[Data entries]
• • •
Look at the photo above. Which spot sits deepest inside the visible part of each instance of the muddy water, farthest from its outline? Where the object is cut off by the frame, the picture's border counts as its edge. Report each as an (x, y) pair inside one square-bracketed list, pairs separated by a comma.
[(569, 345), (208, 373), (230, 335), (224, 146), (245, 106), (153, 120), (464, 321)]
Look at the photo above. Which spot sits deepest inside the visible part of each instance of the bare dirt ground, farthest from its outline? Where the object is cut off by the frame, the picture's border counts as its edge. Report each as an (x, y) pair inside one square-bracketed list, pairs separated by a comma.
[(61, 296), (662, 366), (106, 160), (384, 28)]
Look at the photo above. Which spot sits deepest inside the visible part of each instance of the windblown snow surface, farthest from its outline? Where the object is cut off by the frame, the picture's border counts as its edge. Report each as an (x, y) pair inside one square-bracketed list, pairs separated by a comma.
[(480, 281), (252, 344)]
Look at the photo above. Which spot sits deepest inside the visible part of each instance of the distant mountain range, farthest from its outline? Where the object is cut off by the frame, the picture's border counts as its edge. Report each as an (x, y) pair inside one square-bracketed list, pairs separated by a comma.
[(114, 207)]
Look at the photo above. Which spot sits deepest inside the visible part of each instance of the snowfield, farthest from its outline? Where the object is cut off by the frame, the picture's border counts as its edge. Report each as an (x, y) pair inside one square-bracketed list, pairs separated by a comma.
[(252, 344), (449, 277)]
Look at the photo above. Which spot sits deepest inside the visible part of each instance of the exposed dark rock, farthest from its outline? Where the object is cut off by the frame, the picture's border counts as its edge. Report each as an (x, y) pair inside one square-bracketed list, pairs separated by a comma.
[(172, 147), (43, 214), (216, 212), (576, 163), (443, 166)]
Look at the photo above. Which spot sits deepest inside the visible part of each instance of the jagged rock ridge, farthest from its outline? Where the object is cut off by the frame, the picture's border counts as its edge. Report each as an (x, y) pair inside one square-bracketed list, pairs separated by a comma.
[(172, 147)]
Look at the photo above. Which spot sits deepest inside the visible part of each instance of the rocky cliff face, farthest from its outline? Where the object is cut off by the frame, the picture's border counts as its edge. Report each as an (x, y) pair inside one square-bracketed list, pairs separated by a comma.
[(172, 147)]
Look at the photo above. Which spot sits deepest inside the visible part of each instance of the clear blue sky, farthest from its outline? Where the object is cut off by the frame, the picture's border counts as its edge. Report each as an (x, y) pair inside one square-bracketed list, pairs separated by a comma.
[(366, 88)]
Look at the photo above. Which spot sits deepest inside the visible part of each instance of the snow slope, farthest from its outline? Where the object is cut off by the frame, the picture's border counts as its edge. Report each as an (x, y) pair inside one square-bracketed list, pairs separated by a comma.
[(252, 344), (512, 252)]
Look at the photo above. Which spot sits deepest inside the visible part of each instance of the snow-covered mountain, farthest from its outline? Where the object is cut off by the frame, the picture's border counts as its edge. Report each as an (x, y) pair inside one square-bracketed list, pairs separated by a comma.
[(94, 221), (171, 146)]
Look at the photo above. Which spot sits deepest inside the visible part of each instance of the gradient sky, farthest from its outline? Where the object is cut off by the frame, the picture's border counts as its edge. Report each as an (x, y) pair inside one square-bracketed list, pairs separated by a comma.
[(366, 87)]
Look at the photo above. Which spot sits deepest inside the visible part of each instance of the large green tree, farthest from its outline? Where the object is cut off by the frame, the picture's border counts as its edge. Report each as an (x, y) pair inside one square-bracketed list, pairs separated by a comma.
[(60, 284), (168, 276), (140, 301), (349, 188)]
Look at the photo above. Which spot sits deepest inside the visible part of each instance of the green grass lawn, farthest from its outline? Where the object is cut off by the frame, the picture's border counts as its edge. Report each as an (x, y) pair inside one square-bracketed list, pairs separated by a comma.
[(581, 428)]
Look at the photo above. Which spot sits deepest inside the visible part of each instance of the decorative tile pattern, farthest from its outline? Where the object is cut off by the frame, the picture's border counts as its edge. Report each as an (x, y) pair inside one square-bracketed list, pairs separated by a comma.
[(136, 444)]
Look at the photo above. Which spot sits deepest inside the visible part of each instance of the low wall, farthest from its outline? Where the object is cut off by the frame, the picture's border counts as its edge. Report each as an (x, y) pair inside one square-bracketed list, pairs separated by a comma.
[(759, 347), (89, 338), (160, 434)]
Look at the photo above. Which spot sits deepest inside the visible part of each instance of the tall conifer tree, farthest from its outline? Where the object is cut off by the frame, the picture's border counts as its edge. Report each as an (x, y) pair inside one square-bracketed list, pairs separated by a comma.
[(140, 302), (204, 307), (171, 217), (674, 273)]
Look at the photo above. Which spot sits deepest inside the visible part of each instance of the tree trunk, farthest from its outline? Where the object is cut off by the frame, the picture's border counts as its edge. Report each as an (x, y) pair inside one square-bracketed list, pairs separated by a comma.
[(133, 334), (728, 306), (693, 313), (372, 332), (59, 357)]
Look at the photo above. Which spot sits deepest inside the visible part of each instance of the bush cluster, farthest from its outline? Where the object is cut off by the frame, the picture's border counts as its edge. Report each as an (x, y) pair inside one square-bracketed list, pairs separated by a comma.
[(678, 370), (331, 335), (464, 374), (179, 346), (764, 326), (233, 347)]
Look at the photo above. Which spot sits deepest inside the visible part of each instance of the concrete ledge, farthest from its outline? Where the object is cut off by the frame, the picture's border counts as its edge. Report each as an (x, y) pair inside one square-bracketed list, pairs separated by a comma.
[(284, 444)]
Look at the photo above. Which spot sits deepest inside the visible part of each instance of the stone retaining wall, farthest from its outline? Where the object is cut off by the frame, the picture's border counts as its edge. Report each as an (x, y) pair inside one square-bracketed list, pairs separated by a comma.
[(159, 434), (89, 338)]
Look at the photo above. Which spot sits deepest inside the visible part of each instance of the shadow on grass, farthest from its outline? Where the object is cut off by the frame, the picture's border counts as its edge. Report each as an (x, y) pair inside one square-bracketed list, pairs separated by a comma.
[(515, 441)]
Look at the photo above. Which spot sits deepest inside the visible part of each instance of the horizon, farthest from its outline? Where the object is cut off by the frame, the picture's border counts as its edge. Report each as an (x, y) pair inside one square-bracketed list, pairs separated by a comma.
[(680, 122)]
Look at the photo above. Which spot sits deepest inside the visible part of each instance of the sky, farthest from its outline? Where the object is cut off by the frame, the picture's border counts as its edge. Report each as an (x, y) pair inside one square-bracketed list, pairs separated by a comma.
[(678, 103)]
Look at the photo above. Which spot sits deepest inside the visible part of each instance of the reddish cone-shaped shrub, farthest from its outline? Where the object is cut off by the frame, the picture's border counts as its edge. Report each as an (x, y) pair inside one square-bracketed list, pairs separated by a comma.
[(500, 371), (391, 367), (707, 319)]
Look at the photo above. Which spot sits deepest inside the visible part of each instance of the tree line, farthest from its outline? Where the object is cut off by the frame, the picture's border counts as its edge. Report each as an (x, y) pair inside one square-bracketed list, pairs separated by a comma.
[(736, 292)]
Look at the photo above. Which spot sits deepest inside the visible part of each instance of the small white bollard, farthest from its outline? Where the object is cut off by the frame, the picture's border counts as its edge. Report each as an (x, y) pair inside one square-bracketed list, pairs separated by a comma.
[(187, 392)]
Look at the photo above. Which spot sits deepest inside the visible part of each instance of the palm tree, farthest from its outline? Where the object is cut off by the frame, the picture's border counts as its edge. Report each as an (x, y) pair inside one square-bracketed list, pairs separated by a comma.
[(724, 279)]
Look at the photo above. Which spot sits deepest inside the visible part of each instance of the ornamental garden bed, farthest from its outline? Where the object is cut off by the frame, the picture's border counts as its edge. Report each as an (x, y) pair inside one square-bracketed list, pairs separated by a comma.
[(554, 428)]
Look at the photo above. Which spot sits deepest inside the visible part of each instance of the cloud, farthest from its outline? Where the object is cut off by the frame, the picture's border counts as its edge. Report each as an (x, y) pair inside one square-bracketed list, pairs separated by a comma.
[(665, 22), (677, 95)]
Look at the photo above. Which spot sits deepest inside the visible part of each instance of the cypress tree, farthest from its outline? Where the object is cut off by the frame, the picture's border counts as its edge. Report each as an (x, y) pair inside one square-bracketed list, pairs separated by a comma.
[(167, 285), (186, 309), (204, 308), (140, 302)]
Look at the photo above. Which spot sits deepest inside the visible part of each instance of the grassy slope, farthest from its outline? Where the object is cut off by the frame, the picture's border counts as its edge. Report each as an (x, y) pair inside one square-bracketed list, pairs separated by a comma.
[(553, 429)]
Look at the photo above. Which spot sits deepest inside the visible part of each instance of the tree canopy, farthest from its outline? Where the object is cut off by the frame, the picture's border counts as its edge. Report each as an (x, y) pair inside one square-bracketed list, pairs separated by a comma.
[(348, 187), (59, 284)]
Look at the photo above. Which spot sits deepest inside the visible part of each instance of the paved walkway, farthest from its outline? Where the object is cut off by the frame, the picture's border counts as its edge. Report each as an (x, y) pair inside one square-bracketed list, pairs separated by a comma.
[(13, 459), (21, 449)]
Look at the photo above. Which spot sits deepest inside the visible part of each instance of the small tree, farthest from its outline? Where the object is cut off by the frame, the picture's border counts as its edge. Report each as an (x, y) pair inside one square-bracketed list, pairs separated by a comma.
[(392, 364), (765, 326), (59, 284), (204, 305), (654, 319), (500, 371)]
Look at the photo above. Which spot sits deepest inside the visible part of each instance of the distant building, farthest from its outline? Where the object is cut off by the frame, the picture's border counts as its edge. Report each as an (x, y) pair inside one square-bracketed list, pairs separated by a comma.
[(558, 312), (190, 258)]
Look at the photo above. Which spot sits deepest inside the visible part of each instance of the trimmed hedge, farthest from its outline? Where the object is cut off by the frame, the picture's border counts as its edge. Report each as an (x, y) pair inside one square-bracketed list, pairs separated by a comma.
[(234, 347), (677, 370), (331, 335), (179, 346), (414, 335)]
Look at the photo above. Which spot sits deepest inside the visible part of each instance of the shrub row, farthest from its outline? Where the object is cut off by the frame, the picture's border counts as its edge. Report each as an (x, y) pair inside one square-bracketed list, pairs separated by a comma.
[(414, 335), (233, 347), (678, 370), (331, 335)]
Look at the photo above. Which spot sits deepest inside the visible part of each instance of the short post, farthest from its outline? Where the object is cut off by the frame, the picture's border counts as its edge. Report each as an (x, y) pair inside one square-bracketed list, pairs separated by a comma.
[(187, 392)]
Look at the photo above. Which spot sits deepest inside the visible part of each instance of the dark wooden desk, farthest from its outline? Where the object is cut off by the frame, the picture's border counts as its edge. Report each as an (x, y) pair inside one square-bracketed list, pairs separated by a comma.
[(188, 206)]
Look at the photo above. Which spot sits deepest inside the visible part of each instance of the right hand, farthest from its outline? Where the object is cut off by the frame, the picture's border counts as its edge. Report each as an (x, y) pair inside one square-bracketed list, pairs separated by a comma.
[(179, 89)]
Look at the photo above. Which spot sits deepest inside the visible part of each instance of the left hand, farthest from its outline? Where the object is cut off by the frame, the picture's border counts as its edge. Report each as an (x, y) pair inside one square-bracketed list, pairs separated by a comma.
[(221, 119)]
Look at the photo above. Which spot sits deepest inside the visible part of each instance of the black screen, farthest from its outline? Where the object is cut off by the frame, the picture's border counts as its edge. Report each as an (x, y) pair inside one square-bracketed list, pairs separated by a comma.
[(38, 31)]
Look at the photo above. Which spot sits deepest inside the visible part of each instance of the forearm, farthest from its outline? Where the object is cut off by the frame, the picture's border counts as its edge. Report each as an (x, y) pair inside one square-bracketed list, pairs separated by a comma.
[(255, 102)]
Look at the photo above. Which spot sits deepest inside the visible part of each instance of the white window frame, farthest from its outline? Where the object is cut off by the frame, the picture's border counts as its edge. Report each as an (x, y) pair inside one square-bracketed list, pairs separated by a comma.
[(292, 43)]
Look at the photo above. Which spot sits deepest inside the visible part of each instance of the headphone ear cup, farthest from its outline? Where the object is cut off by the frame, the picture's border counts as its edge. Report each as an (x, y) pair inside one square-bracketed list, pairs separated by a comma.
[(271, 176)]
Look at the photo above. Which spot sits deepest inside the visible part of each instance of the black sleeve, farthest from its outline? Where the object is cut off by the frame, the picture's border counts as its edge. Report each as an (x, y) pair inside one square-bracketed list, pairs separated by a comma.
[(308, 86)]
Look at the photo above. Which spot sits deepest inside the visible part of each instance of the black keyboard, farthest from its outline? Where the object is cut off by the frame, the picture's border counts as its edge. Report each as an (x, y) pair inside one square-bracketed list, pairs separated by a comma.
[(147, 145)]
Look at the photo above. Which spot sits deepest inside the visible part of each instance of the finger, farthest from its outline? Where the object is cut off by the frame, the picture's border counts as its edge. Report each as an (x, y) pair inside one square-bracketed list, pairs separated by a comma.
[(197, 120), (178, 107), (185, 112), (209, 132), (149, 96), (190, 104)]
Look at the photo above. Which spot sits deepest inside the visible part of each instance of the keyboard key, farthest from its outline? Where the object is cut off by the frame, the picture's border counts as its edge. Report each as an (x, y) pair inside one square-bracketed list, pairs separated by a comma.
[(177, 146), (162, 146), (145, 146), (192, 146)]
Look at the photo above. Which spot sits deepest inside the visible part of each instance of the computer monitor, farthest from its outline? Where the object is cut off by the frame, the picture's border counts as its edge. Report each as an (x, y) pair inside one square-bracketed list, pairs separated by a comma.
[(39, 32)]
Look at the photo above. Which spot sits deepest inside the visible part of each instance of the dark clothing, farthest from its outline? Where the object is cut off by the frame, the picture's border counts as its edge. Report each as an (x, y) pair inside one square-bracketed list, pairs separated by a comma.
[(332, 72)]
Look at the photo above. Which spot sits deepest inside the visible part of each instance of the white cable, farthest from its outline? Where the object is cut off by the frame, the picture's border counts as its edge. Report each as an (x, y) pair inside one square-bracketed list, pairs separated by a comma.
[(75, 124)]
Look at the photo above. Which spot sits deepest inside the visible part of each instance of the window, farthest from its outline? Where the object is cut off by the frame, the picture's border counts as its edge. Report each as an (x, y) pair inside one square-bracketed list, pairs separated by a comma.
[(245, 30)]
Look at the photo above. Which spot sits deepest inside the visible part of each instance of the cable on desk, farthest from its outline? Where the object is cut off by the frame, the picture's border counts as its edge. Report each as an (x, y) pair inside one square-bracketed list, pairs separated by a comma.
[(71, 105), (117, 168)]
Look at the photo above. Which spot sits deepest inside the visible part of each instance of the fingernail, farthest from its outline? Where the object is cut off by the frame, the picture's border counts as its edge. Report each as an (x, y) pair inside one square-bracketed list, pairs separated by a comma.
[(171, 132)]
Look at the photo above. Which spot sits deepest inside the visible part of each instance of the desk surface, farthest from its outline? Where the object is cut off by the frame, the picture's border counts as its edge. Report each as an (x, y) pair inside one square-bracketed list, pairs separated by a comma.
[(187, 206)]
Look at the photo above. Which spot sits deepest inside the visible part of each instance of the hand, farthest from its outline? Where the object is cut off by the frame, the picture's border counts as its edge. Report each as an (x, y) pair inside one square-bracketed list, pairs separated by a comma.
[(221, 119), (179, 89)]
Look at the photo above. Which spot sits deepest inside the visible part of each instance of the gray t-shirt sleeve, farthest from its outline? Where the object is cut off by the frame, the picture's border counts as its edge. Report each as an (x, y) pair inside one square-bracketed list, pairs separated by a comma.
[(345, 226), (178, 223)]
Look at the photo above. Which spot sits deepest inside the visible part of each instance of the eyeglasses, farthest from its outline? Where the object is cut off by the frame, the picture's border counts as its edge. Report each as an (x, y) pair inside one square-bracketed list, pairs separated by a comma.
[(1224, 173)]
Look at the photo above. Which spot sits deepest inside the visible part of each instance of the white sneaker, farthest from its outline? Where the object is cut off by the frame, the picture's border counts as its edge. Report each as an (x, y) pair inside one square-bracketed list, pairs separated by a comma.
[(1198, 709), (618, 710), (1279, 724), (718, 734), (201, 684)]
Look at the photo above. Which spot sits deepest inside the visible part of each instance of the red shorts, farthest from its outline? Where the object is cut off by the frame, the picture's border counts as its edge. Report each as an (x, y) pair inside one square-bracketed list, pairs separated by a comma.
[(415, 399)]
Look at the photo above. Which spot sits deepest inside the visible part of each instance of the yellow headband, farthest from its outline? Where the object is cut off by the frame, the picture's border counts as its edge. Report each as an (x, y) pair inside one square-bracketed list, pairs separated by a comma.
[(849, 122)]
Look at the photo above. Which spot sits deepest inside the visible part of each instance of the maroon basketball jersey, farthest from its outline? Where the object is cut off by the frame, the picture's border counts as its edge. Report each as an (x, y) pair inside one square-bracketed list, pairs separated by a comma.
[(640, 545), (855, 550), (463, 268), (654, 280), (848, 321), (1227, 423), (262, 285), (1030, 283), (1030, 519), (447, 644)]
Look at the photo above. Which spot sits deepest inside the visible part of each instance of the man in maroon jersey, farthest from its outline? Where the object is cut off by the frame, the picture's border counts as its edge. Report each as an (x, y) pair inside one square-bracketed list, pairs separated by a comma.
• • •
For this exercise, copy word for word the line that contains "white sneaker, farthest" and every line after it, ending with the last line of the entries above.

**Task output:**
Look at the photo above. Which spot sits deepest inside the visible part of each instance of the white sneaker, farthest from its outline? Where the object is cut off by the frame, the picture's border counts as its edge. Report each as an (x, y) pair inside one square-bracketed list, pairs separated by a comma.
[(1198, 709), (618, 710), (1279, 724), (718, 734), (201, 684)]
Look at the photo above. Which spot sits deepest inside the visible part of each instance of the red shorts, farthest from its outline? Where the object is cut off by the frame, the picture's border counts as its edge. Report each as an (x, y) pair inside one square-bracketed list, pairs separated by a comma.
[(415, 399)]
Look at the photo above. Which spot sits deepest inside the visible part of each instance of the yellow headband, farthest from its outline? Where the object is cut off by the frame, the picture's border counts as its edge. Report each as an (x, y) pair inside one square-bracketed list, pairs separated by a comma.
[(849, 122)]
Look at the photo above. Which spot sits deepest inside the visible part of each instance of the maroon basketball jersey, farthest from its outline? Where the object is cut off by the frame, the picture's border counts as its edge. Report each as an (x, y) pair inside one square-bracketed list, pairs separated by a comma.
[(640, 545), (855, 550), (463, 268), (654, 280), (848, 321), (1227, 423), (262, 285), (1030, 283), (1030, 519), (447, 644)]
Look at the photo above. Which spot sits deepest inside the visible part of each instance of the man in maroon jersey, farthest from its outline? Where the object is cut off by the frame, the picture's border counts as its edge. Report each as an (x, y) pair inside one square-bracketed list, pairs separated by a comma.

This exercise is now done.